## TO DO
Repeat word for word the stretch of the article on Prince Charles and Donald Trump from "Adolf, Joe and" through "Church of England.".

Prince Charles, Karl Marx, and Donald Trump

Adolf, Joe and Karl

Elizabeth Philip Charles Donald

Is there any doubt that Charles, Prince of Wales, is an embarrassment to his parents, Prince Philip, Duke of Edinburgh, and Her Majesty, Queen Elizabeth II? Instead of marrying well, to create a suitable future queen of the United Kingdom, he picked Lady Diana Spencer. Was she not an unmitigated disaster? His son Prince Harry continued his example by marrying Meghan Markle, another wannabe princess whose foot will never squash into the glass slipper.

The Queen’s full title is “Elizabeth II, by the Grace of God, of the United Kingdom of Great Britain and Northern Ireland and of Her other Realms and Territories Queen, Head of the Commonwealth, Defender of the Faith,” which means defending the Church of England.

When Charles succeeds her to become King, he will be the new defender of the Faith but has already made it clear his true religion is Man Made Global Warming, Climate Change, Extreme Weather.

President Trump visited the Prince of Wales during his trip to the United Kingdom, and Charles had penciled him in for 15 minutes of his Royal time. I imagine that like most Lefties Charles hates everything about the American President, and assumed the meeting would not go well. My hunch is he made it fifteen minutes to escape if needed but found Donald far more easygoing than predicted. For that reason, it lasted ninety minutes.

 

Prince Philip's Embarrassment

 

Unfortunately, Charles used that time to ear-bash Trump about his weather religion. Trump stood his ground with the Prince, explaining that the United States had the cleanest environment, with crystal clear water and clean air, while other nations like China, India, and Russia had pollution enough to stop one breathing. Charles must have been very frustrated and would have gone away to cry on his wife’s shoulders about how stubborn Trump was. Camilla, Duchess of Cornwall, probably sympathizes with Trump, knowing what a whiner her husband can be, but would have humored him faithfully. “There, there, darling, it’s just that you are so much smarter than him, you know. How could he ever match your intellect?” Together they remind me of Prince John and Sir Hiss from 1973’s ‘Robin Hood.’

 

 

I doubt Charles will see this article, but if Prince Philip should happen upon it, perhaps he could suggest Charles take a gander. On the unlikely chance of that transpiring, I will proceed to educate the aging prince about what he swallowed exactly.

Excerpts of location labeling data:
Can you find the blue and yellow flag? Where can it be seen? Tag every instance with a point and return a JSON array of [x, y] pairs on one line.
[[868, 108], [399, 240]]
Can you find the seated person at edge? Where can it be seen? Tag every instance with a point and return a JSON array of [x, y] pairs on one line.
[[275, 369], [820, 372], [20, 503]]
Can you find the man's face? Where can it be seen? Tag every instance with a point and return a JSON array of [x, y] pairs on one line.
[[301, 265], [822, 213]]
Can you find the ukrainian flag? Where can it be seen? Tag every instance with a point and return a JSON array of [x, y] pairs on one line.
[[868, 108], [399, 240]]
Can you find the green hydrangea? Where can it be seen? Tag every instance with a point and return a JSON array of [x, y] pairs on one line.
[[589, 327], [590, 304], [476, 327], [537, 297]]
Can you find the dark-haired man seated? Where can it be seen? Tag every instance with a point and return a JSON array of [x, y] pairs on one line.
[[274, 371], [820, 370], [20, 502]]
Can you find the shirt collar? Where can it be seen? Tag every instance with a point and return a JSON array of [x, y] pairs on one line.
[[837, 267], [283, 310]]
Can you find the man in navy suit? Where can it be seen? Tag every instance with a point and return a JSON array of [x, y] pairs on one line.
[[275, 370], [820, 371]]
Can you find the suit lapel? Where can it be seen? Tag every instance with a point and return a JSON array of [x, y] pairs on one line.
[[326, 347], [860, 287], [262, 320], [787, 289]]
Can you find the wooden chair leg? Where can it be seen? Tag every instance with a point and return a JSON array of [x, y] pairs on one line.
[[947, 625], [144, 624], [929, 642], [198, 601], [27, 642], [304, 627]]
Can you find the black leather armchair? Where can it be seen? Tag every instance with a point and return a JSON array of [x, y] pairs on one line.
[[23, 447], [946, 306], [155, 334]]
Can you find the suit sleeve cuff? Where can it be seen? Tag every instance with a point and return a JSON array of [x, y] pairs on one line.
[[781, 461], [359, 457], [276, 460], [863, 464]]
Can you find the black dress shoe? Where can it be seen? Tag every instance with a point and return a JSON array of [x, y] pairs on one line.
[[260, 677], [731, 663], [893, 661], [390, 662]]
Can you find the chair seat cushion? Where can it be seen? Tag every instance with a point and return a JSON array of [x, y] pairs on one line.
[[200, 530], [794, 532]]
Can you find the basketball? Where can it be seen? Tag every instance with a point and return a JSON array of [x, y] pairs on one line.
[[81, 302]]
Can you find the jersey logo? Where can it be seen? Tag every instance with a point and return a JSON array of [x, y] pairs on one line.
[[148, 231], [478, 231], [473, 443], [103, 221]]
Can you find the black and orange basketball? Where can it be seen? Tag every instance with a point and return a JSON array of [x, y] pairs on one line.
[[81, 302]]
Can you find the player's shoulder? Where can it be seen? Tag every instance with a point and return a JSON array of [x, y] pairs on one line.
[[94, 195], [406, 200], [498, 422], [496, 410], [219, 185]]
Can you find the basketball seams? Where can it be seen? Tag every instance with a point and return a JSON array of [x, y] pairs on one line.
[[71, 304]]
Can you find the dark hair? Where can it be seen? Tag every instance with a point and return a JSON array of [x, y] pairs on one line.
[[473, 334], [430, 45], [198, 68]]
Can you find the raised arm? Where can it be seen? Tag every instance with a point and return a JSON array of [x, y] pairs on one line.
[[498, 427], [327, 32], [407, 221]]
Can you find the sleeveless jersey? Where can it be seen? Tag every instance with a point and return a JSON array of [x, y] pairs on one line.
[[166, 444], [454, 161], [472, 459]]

* * *

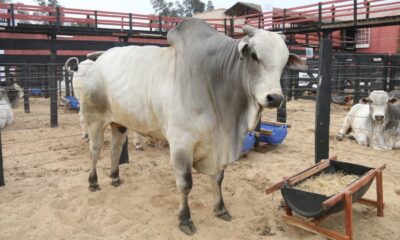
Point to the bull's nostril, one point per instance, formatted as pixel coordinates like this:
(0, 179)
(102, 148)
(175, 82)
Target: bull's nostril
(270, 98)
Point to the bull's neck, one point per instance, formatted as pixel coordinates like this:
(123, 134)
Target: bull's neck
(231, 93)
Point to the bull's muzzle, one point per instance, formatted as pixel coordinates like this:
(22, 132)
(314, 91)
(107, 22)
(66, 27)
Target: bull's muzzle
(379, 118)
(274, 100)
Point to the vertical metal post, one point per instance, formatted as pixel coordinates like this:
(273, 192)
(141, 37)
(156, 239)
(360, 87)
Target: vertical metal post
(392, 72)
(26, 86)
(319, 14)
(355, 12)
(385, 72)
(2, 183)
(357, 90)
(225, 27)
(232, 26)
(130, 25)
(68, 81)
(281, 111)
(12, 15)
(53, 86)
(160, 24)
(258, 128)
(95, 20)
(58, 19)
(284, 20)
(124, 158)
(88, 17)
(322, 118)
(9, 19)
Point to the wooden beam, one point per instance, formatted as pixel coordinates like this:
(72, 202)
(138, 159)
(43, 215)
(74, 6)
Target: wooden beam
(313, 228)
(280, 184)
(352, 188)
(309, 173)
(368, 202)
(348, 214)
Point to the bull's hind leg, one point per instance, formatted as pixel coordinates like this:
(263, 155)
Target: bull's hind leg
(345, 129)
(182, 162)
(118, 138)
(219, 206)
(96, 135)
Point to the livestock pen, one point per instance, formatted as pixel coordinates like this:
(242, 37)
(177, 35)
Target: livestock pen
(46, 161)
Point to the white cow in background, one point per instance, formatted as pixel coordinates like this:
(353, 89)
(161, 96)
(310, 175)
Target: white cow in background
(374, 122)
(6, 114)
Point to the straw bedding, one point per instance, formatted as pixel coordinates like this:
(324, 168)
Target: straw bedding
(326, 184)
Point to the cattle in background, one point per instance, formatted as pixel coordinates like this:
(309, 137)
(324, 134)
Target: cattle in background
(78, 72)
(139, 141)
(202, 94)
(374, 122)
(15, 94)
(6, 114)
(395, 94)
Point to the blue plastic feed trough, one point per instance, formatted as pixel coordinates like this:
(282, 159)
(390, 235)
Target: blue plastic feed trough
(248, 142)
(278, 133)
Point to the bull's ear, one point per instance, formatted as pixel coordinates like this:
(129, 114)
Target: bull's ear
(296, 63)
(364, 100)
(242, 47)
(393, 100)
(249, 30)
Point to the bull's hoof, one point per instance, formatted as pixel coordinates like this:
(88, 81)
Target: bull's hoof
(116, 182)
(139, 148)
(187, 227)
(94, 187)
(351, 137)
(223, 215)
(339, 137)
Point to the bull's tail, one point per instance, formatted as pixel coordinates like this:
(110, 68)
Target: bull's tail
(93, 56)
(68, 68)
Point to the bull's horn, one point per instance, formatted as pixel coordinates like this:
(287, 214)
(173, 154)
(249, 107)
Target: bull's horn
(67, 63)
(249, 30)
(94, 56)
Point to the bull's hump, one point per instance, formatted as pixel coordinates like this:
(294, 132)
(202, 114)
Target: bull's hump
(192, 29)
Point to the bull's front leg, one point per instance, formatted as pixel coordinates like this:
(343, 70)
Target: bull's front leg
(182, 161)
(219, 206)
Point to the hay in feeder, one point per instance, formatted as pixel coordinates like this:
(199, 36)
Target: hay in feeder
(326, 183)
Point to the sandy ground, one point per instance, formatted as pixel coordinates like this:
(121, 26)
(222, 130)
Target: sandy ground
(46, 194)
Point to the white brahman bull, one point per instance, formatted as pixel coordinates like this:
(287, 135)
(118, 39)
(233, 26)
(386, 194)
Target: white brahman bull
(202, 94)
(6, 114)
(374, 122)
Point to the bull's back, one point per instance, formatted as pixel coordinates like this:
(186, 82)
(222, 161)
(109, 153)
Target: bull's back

## EXPECTED OUTPUT
Adolf, Joe and Karl

Elizabeth Philip Charles Donald

Is there any doubt that Charles, Prince of Wales, is an embarrassment to his parents, Prince Philip, Duke of Edinburgh, and Her Majesty, Queen Elizabeth II? Instead of marrying well, to create a suitable future queen of the United Kingdom, he picked Lady Diana Spencer. Was she not an unmitigated disaster? His son Prince Harry continued his example by marrying Meghan Markle, another wannabe princess whose foot will never squash into the glass slipper.

The Queen’s full title is “Elizabeth II, by the Grace of God, of the United Kingdom of Great Britain and Northern Ireland and of Her other Realms and Territories Queen, Head of the Commonwealth, Defender of the Faith,” which means defending the Church of England.